**Exercise details:** From the line that has "Tag every instance of the great" down to the final line of the listing below, transcribe every line exactly, and only those.

# start of The input

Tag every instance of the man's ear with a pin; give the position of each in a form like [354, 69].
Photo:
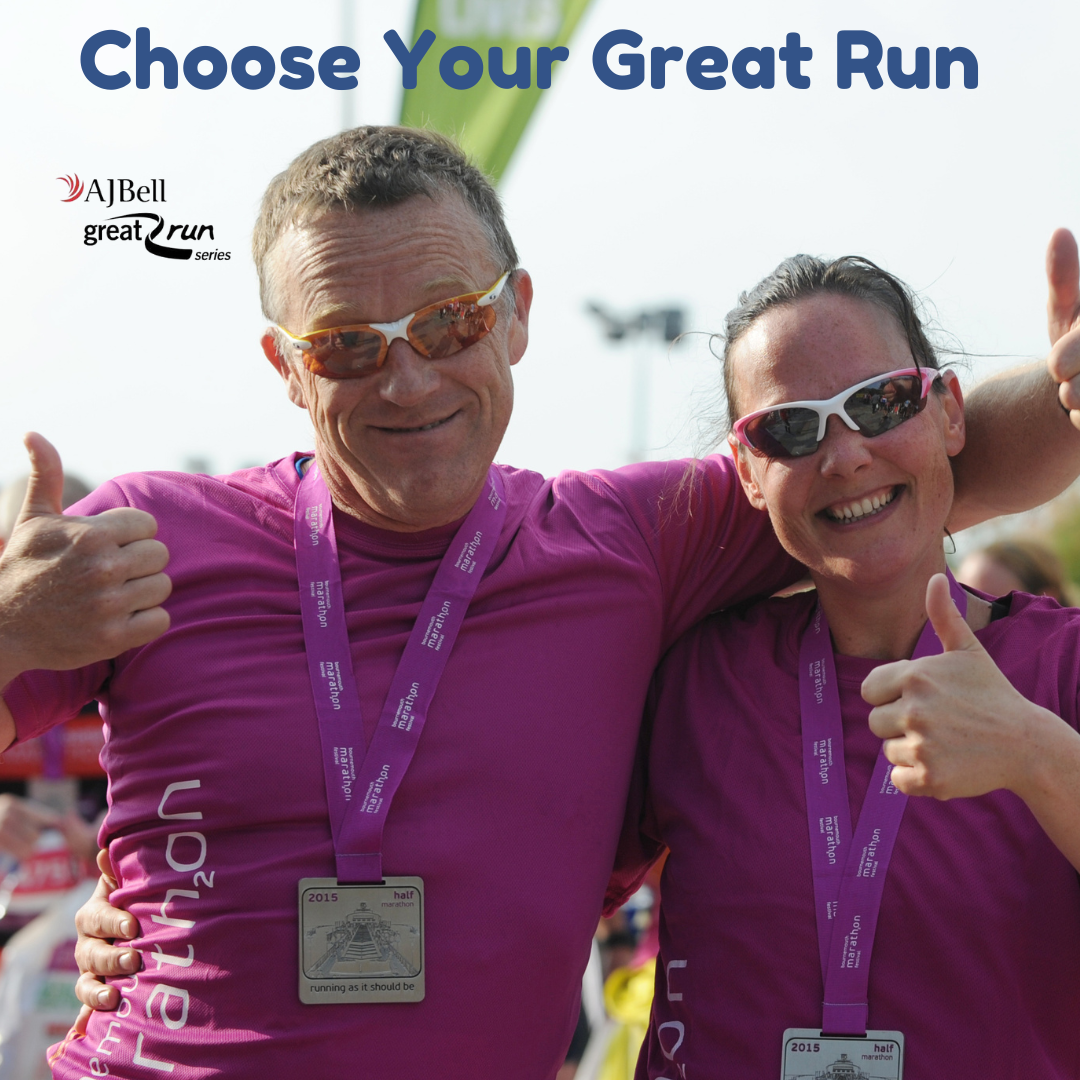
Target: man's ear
[953, 406]
[518, 336]
[284, 368]
[741, 456]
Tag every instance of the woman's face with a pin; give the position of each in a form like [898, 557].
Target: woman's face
[813, 349]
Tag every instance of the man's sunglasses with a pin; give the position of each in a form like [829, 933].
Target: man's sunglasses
[795, 429]
[437, 331]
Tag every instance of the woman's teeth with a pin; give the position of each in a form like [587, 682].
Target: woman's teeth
[860, 508]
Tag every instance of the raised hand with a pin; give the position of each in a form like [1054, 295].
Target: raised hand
[1063, 318]
[953, 724]
[76, 590]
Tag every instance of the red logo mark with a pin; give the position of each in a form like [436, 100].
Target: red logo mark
[75, 187]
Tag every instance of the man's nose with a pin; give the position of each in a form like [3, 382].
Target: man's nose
[842, 451]
[406, 377]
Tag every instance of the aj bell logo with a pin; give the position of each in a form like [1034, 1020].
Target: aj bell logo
[140, 225]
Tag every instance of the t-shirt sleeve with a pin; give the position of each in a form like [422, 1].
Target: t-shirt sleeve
[39, 700]
[712, 548]
[639, 842]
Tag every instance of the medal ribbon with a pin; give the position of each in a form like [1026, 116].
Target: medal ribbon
[360, 786]
[849, 872]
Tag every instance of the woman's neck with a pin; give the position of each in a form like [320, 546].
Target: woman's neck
[883, 622]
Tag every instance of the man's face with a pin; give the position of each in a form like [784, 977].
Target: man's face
[408, 446]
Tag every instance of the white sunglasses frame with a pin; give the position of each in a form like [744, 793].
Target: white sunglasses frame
[399, 328]
[834, 405]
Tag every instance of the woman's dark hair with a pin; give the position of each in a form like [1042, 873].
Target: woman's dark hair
[805, 275]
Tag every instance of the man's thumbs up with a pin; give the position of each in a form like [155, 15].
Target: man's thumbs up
[1063, 319]
[953, 724]
[76, 590]
[44, 490]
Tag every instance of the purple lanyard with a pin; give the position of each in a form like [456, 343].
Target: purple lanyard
[849, 872]
[360, 786]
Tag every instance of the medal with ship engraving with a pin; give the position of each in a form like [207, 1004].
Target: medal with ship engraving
[361, 943]
[362, 932]
[810, 1055]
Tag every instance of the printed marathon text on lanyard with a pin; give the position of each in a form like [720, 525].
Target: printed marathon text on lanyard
[362, 934]
[849, 866]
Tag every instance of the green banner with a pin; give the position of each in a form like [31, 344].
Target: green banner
[488, 118]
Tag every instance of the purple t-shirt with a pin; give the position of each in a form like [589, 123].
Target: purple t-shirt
[510, 812]
[976, 957]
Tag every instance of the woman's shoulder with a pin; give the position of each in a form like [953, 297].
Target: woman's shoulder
[746, 640]
[1037, 646]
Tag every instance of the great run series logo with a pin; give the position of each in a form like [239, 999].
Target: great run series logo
[157, 233]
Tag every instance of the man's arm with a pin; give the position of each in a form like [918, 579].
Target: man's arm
[75, 590]
[1023, 448]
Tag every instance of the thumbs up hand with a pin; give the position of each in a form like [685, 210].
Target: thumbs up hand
[954, 725]
[76, 590]
[1063, 319]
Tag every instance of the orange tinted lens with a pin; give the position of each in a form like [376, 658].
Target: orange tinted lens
[446, 328]
[345, 353]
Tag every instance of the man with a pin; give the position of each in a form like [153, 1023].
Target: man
[509, 811]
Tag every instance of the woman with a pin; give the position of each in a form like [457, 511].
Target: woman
[842, 430]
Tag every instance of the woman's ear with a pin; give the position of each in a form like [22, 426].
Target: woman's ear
[953, 406]
[742, 459]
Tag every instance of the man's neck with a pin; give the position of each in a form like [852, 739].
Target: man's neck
[885, 622]
[393, 516]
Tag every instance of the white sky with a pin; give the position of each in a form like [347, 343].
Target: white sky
[635, 199]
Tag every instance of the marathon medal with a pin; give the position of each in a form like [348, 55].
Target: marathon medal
[810, 1055]
[362, 932]
[361, 943]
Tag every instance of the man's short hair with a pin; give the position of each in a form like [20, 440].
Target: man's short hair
[368, 167]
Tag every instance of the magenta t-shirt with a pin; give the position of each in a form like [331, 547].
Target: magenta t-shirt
[510, 811]
[976, 957]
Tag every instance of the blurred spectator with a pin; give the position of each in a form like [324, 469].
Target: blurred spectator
[1024, 566]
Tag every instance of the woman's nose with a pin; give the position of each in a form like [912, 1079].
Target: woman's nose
[842, 451]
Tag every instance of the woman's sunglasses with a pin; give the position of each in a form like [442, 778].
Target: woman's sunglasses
[437, 331]
[795, 429]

# end of The input

**Written answer:**
Tag every instance of the great run series logo with a pin; give the position of each in a form like [239, 999].
Target: great run series logo
[157, 233]
Tag every instance of the man's arm with a pin; give the position of each in a form like [918, 579].
Target: man's arm
[75, 590]
[1023, 448]
Tag every instance of the thumbs up hand with a pin; give the position of each in a form like [685, 210].
Target: thumbs up hand
[954, 725]
[76, 590]
[1063, 319]
Tag every instance of the orange tinted lens with a pin; give the position of each in a form like [376, 658].
Target: orange tinted lens
[446, 328]
[345, 353]
Tag every instance of the man with a pin; give the position of each in a form like [153, 1023].
Target: man
[509, 811]
Tag every instance of the woman with a pin; give the position of each in a form like [457, 511].
Target: woman
[842, 430]
Tag every instance of the woman's ear with a pin; give the position of each in a form like [22, 426].
Target: woman's ear
[953, 406]
[742, 459]
Tag every instance of the man's neck with a pin; give the position of each in a form like [852, 739].
Target: man's neck
[885, 622]
[393, 516]
Tag every instance of the white sky with a pin; give the position of each in a form like [347, 343].
Target: white sky
[635, 199]
Tag every instance of the marathon medal with a pin; give the position of each in a form like [348, 55].
Target: marathon medal
[810, 1055]
[362, 932]
[361, 943]
Tag every instance of the man's short hair with a pin; give the position of each in a form like [20, 440].
Target: man's short hair
[368, 167]
Tag every instance of the magenta t-shirt with a pin; give the position of each in a form like [331, 547].
Target: magenta t-shirt
[510, 811]
[976, 957]
Tag every instance of the blurred spectator with a pin; give the position of each in a form like [324, 469].
Target: blurred spectator
[1024, 566]
Tag every instance of the woman's nose with a pin; give the position of each in a form like [912, 1079].
Target: woman's nose
[842, 451]
Tag every instance of the woman's sunglasses with a pin; give the position of each in a form like [442, 778].
Target: woman's sunglasses
[437, 331]
[795, 429]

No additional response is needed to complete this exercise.